Skipping any pictures, give all of the records below again exactly.

--

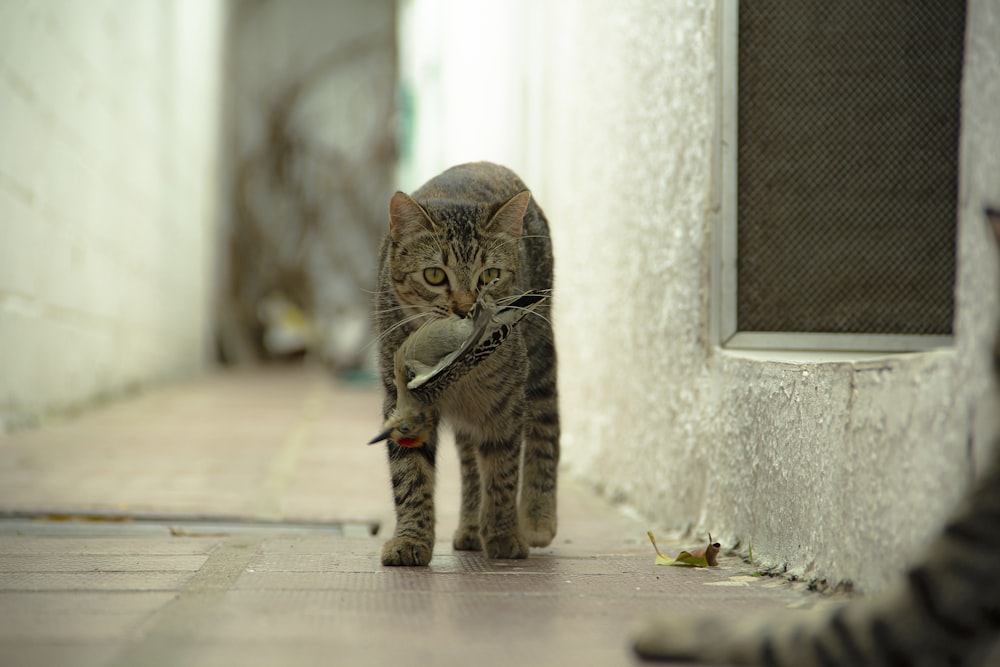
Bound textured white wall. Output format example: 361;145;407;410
0;1;226;431
539;0;1000;593
395;0;997;593
397;0;538;192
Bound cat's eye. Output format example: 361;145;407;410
423;267;447;286
478;268;501;286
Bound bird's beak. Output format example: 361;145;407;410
367;427;393;445
367;427;425;448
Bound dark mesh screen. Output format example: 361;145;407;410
736;1;966;335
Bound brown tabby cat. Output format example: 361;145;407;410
633;211;1000;665
373;162;559;566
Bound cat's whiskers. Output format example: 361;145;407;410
373;303;416;316
499;304;552;327
426;227;447;264
495;288;552;299
494;290;552;306
488;290;552;327
486;234;551;254
375;306;430;317
482;237;510;257
366;307;435;350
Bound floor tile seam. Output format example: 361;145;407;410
253;380;327;520
228;585;759;595
240;569;596;574
223;586;714;600
106;537;262;667
0;589;186;595
0;638;133;647
0;547;215;557
0;583;772;598
0;569;202;574
0;589;177;598
0;609;176;617
0;552;210;563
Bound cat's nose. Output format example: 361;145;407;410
451;296;475;318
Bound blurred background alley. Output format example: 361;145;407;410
2;0;999;601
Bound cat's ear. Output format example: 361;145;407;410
389;192;437;241
484;190;530;238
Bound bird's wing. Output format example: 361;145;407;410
407;290;546;402
405;302;492;392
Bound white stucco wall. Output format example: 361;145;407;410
540;0;1000;593
398;0;998;593
397;0;539;191
0;1;226;431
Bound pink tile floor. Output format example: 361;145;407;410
0;367;829;667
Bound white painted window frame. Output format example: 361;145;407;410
711;2;954;354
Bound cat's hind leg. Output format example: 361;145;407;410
452;434;483;551
518;348;560;547
519;428;559;547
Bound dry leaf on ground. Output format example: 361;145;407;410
647;531;721;567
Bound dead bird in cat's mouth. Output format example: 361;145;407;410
368;279;545;448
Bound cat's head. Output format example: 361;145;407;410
385;190;530;323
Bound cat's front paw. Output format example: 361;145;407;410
452;526;483;551
483;532;529;559
381;537;433;566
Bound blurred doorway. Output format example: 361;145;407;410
217;0;397;375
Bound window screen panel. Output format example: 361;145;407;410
736;1;966;336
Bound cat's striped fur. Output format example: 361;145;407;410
374;162;559;566
632;214;1000;665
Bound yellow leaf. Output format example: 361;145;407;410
671;550;710;567
647;531;671;564
648;531;721;568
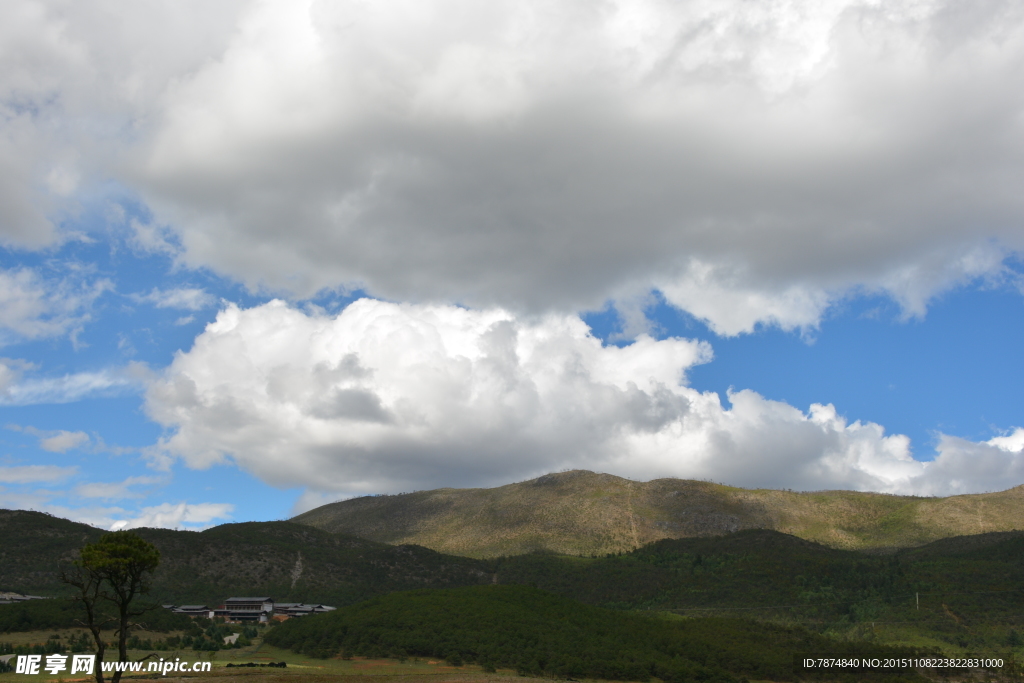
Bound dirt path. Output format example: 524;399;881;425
626;481;640;550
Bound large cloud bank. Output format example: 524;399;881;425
6;0;1024;332
147;300;1024;498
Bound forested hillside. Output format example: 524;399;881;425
5;509;1024;653
263;585;929;682
0;510;490;605
495;529;1024;652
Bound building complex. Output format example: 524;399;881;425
165;597;336;622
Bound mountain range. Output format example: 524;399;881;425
292;469;1024;557
5;498;1024;655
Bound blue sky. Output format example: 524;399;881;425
3;0;1024;530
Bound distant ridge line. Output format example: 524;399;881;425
291;470;1024;558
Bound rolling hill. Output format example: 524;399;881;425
292;469;1024;557
5;508;1024;654
0;509;491;605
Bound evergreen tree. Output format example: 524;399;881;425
61;531;160;683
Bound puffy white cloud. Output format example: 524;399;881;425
0;0;249;248
135;0;1024;330
988;427;1024;453
146;299;1024;497
655;260;836;336
146;298;711;492
901;433;1024;496
130;287;215;311
7;0;1024;331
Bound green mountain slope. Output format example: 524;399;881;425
496;529;1024;648
0;509;103;593
263;584;928;682
292;469;1024;556
4;509;1024;653
0;510;490;605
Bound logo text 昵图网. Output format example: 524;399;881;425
14;654;213;676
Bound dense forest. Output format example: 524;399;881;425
263;584;931;682
494;530;1024;652
0;598;192;633
0;511;490;605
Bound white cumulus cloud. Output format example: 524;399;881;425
133;0;1024;332
146;298;711;493
145;299;1024;497
0;0;248;249
988;427;1024;453
5;0;1024;331
903;433;1024;496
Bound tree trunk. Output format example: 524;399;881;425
59;565;107;683
111;592;132;683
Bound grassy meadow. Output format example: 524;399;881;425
0;631;541;683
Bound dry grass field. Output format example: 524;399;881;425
294;469;1024;556
0;635;538;683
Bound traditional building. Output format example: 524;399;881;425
272;603;337;618
164;597;335;622
212;597;275;622
170;605;211;617
0;592;45;604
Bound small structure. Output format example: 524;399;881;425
273;603;337;618
171;605;210;617
0;592;46;604
164;597;336;622
212;597;275;622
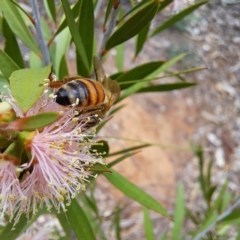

--

## PROBLEM SOLUTION
Bound textured white wall. Output format example: 361;145;407;410
0;1;226;431
539;0;1000;593
395;0;997;593
397;0;538;192
Bound cat's eye. Output format example: 361;145;407;410
423;267;447;286
478;268;501;286
Bound bird's beak. Output format example: 361;145;407;410
367;427;393;445
367;427;425;448
Bound dark mesh screen. Output format example: 361;145;407;410
736;1;966;335
Bound brown tabby cat. Output format example: 361;145;407;410
633;211;1000;665
373;162;559;566
Bound cat's whiskers. Output format example: 361;145;407;410
373;303;416;316
499;304;552;327
426;227;447;264
495;288;552;299
494;290;552;306
488;290;552;327
486;234;551;254
375;306;430;317
482;237;510;257
366;307;435;350
Bound floor tile seam. Output format example: 361;145;407;410
253;380;327;520
228;585;759;595
240;569;596;574
223;586;714;600
106;537;262;667
0;589;186;595
0;638;133;647
0;547;215;557
0;583;772;598
0;569;202;574
0;589;177;598
0;609;176;617
0;552;210;563
Bound cat's nose. Output format example: 361;145;407;410
451;296;475;318
Bound blurred background alley. Output format example: 361;145;407;410
2;0;999;601
Bound cat's ear. Output format example: 361;145;407;410
389;192;437;241
484;190;530;238
Bound bird's wing. Output format example: 361;145;407;410
407;290;546;402
405;302;492;392
Bound white stucco wall. Output format example: 361;145;407;410
540;0;1000;593
398;0;998;593
397;0;539;191
0;1;226;431
Bound pink tile floor. Output format example: 361;145;407;410
0;367;829;667
Bound white painted window frame. Output format example: 361;145;407;410
711;2;954;354
Bound cat's hind leg. Output format example: 361;145;407;410
452;434;483;551
518;348;560;547
519;428;559;547
Bound dry leaf on ground. Output format example: 361;145;407;410
647;531;721;567
Bound dead bird in cat's mouth. Output format example: 361;145;407;410
368;279;545;448
Bound cat's head. Output format example: 361;145;407;410
385;190;530;323
Bound cat's front paw. Output format example: 361;145;407;410
452;526;483;551
483;532;529;559
381;537;433;566
Bound blurred doorway. Output format example: 361;145;407;410
217;0;397;375
Bound window screen panel. Output format example: 361;145;407;410
736;1;966;336
Bound cat's striped fur. Output format example: 361;145;407;410
374;162;559;566
632;214;1000;665
Bound yellow leaf. Output format example: 361;145;407;410
671;550;710;567
647;531;671;564
648;531;721;568
Bound dirt path. Output format example: 524;399;881;425
626;481;640;550
Bound large cloud bank. Output format example: 524;399;881;425
6;0;1024;332
147;300;1024;498
Bound forested hillside. Output format example: 524;399;881;425
5;509;1024;653
263;585;929;682
0;510;490;605
495;529;1024;652
Bound building complex. Output format example: 524;399;881;425
165;597;336;622
Bound mountain range. Output format example: 524;399;881;425
292;469;1024;557
5;498;1024;655
Bound blue sky. Output format example: 524;399;881;425
3;0;1024;530
Bound distant ridge line. Output format example: 524;399;881;425
291;470;1024;558
Bound rolling hill. Output format example: 524;399;881;425
292;469;1024;557
5;508;1024;654
0;509;491;605
Bound evergreen tree. Output format example: 524;399;881;425
61;531;160;683
Bound puffy white cloud. Output format example: 524;399;881;425
0;0;249;248
135;0;1024;330
988;427;1024;453
146;299;1024;497
655;260;836;336
146;298;711;492
901;433;1024;496
130;287;215;311
7;0;1024;331
Bound green mountain slope. Output format example: 524;399;881;425
496;529;1024;648
0;509;103;593
263;584;928;682
292;469;1024;556
4;509;1024;653
0;510;490;605
Bound logo text 昵图网. Output format example: 524;399;881;425
14;654;213;676
Bound dense forest. Output format example: 524;399;881;425
263;584;931;682
494;530;1024;652
0;598;192;633
0;511;490;605
Bound white cumulus cloud. Output format example: 524;399;881;425
133;0;1024;332
146;298;711;493
145;299;1024;497
0;0;248;249
988;427;1024;453
5;0;1024;331
903;433;1024;496
Bound tree trunk. Output format example: 524;399;881;425
59;565;107;683
111;592;132;683
Bound grassy meadow. Output format example: 524;399;881;425
0;631;541;683
Bound dry grass field. Output format example: 524;399;881;425
294;469;1024;556
0;635;538;683
Bound traditional building. Output format example: 524;399;881;425
272;603;337;618
164;597;335;622
212;597;275;622
170;605;211;617
0;592;45;604
Bound small structure. Output format example: 524;399;881;425
273;603;337;618
171;605;210;617
0;592;46;604
164;597;336;622
212;597;275;622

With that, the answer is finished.